When I was in high school we had a Golden Retriever named "Bear." Coincidental that is the nickname we have given our 5 year old who coincidental loves chewing on things. You'll understand soon.
One day when the dog refused to eat, and sat lethargically on the front porch, we were concerned. The previous weekend my brother and I had spent the afternoon tossing super bounce balls to Bear while he jumped into the air to retrieve them. When Bear couldn't find the ball within the puffs of green grass, we would pluck another from our pockets and begin the toss and retrieve routine again.
Since Bear's energy and zest for retrieval has diminished, we took him to the veterinarian. After an x-ray of his stomach the reason for his loss of appetite was due to the fact that resting inside the confines of his goopy stomach lining were three super bounce balls and a stone. Nice. Yes we fed him prior to the ball incident.
The only course of action was to have the balls and stone removed surgically. My mom agreed to the $400.00 bill and after a few hours, Bear was back to normal.

◆ GIVEN MATERIAL ◆
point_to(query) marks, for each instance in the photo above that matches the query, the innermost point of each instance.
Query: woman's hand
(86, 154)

◆ EXERCISE DESCRIPTION ◆
Continue the account of Bear, the family Golden Retriever who swallowed the super bounce balls, picking up after its last sentence.

◆ OUTPUT OF THE TASK ◆
Several days later, when any and all super bounce balls were located and removed, Bear stopped eating again. We were hopeful that he didn't find another ball to digest, but when he was ushered him to the vet, she found another ball.
My mother sat my brother and I down to deliver the bad news. Since she could not afford another surgery, the dog would have to be put to sleep.
After tons of tears, we understood and told the vet of our quandary.
Two days passed, and surprisingly the vet called our home. She informed us that her heart wouldn't allow her to put Bear to sleep and decided to do the surgery for free. Elated, we picked our dog up and profusely thanked the vet.
Bear never swallowed another ball and lived 12 great years.
That is the outcome when good things happen to good dogs.